- Documento de origem
++++++++++

Jean Lenzi

Jean Lenzi

Ator, dramaturgo, encenador teatral e ativista cultural

Postado em 08/11/2009 18:35

Tropícaos

Tal como orgulho para o Brasil é a cidade do Penedo, sua poesia, suas ruas de paisagens bucólicas que chegam a confundir o ouro preto e o barro vermelho, (há quem insista em afirmar que somos a Ouro Preto do nordeste; eu fico no contrário, já que Penedo está na contramão do progresso; poderia sim acreditar ser Ouro Preto a Penedo do sudeste; mais tudo isto é só teoria, a realidade distinta das duas comunidades é mais importante), as histórias mal-contadas e mal-escritas, que mesmo assim permanecem histórias, o sossego do povo, a ociosidade dos jovens, a pouca inteligência dos políticos, as intrigas dos grupos sociais sejam quais forem, também formam juntamente às bocas malditas a Cidade do Penedo. E tudo isto por que Penedo não é da política tucana, ou da libertária, não é da educação falida ou da expoente, não é de uma classe artística desunida, não da Igreja católica ou da protestante, menos ainda do Candomblé, não é da juventude oligofrênica, dos bandidos fugitivos ou dos que circulam normalmente. A cidade do Penedo só tem razão para existir porque é formada por tudo isto junto.

++++++++++

- Tarefa proposta 1
De acordo com o texto sobre Penedo, em que data e horário ele foi postado?
O texto sobre Penedo e a listagem têm procedências distintas.

- Dados registrados

++++++++++

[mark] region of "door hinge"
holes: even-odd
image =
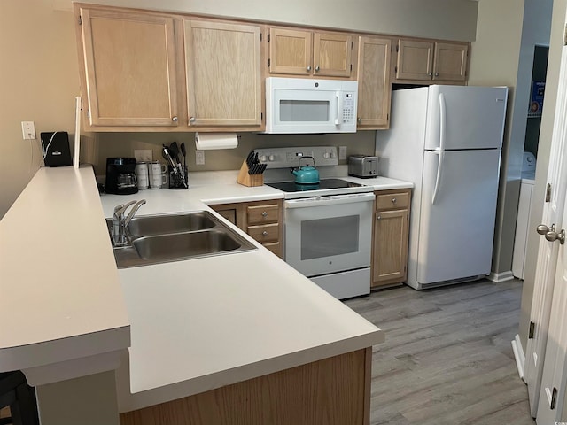
[[[546,186],[546,202],[551,202],[551,183]]]

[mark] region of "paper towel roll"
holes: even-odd
[[[195,133],[195,147],[198,151],[234,149],[238,146],[236,133]]]

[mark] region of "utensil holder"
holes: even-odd
[[[169,189],[177,189],[189,188],[189,179],[187,178],[187,166],[183,166],[183,168],[184,178],[182,177],[179,168],[175,168],[177,172],[174,173],[174,168],[171,166],[167,166],[167,171],[169,173]],[[185,184],[183,184],[183,180]]]
[[[243,161],[237,182],[243,186],[262,186],[264,184],[264,174],[249,174],[246,161]]]

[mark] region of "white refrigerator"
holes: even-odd
[[[508,88],[394,90],[377,131],[380,175],[415,184],[407,283],[416,289],[490,274]]]

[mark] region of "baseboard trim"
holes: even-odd
[[[516,366],[517,367],[517,374],[524,380],[524,366],[525,365],[525,355],[520,343],[520,336],[516,334],[514,341],[512,341],[512,350],[514,351],[514,359],[516,359]]]
[[[502,273],[491,273],[486,276],[486,279],[495,282],[496,283],[500,283],[501,282],[511,281],[514,279],[514,274],[511,270]]]

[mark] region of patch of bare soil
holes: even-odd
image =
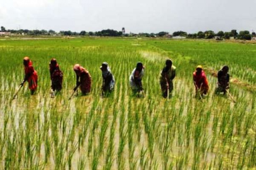
[[[212,76],[217,77],[217,71],[215,70],[212,68],[204,68],[204,70],[208,73],[210,74]],[[241,81],[236,78],[230,77],[230,82],[232,84],[243,87],[252,92],[255,92],[256,91],[256,86],[250,84],[246,82]]]

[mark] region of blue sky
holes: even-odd
[[[256,0],[0,0],[6,29],[256,31]]]

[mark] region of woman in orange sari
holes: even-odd
[[[51,80],[51,87],[53,91],[60,91],[62,88],[63,73],[60,69],[59,66],[55,58],[52,58],[49,64]]]
[[[198,66],[196,71],[193,73],[193,80],[196,87],[196,94],[199,91],[201,95],[206,95],[209,90],[209,85],[202,66]]]
[[[28,87],[30,90],[31,95],[33,95],[37,88],[37,72],[32,66],[32,62],[28,57],[23,59],[23,64],[25,70],[25,78],[20,85],[23,86],[26,81],[28,83]]]
[[[74,89],[74,91],[76,91],[80,86],[82,94],[86,95],[91,91],[91,78],[90,74],[87,70],[79,64],[74,66],[73,69],[76,75],[76,86]]]

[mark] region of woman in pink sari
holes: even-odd
[[[79,64],[74,66],[73,69],[76,75],[76,87],[74,90],[76,90],[80,85],[83,95],[89,93],[91,91],[91,78],[88,71]]]
[[[20,85],[23,86],[26,81],[28,83],[28,87],[30,90],[31,95],[34,93],[37,88],[37,72],[32,66],[32,62],[28,57],[25,57],[23,59],[23,64],[25,71],[25,78]]]

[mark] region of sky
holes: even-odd
[[[256,31],[256,0],[0,0],[6,29]]]

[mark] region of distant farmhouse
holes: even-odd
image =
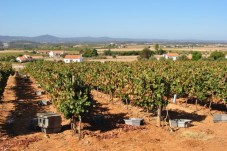
[[[37,53],[43,54],[43,55],[48,55],[50,58],[54,57],[60,57],[65,54],[64,50],[40,50]]]
[[[53,58],[53,57],[60,57],[61,55],[65,54],[65,51],[63,50],[59,50],[59,51],[50,51],[49,53],[49,57]]]
[[[32,61],[32,57],[29,56],[29,55],[23,55],[21,57],[17,57],[16,58],[16,61],[20,62],[20,63],[23,63],[23,62],[29,62],[29,61]]]
[[[175,61],[175,60],[177,60],[177,57],[179,57],[179,54],[178,53],[167,53],[167,54],[164,54],[163,57],[165,59],[173,59]]]
[[[81,55],[66,55],[64,57],[65,63],[73,63],[73,62],[82,62],[83,57]]]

++++++++++

- Tarefa proposta 2
Edite as linhas da listagem começando pela linha que contém "[mark] region of woman in pink sari" e seguindo até a linha que contém "[[[256,31],[256,0],[0,0],[6,29]]]", substituindo "region" por "area" e mantendo todo o resto inalterado. Apresente somente essas linhas.

- Resposta 1
Em 08/11/2009, às 18:35.

- Resposta 2
[mark] area of woman in pink sari
holes: even-odd
[[[79,64],[74,66],[73,69],[76,75],[76,87],[74,90],[76,90],[80,85],[83,95],[89,93],[91,91],[91,78],[88,71]]]
[[[20,85],[23,86],[26,81],[28,83],[28,87],[30,90],[31,95],[34,93],[37,88],[37,72],[32,66],[32,62],[28,57],[25,57],[23,59],[23,64],[25,71],[25,78]]]

[mark] area of sky
holes: even-odd
[[[256,31],[256,0],[0,0],[6,29]]]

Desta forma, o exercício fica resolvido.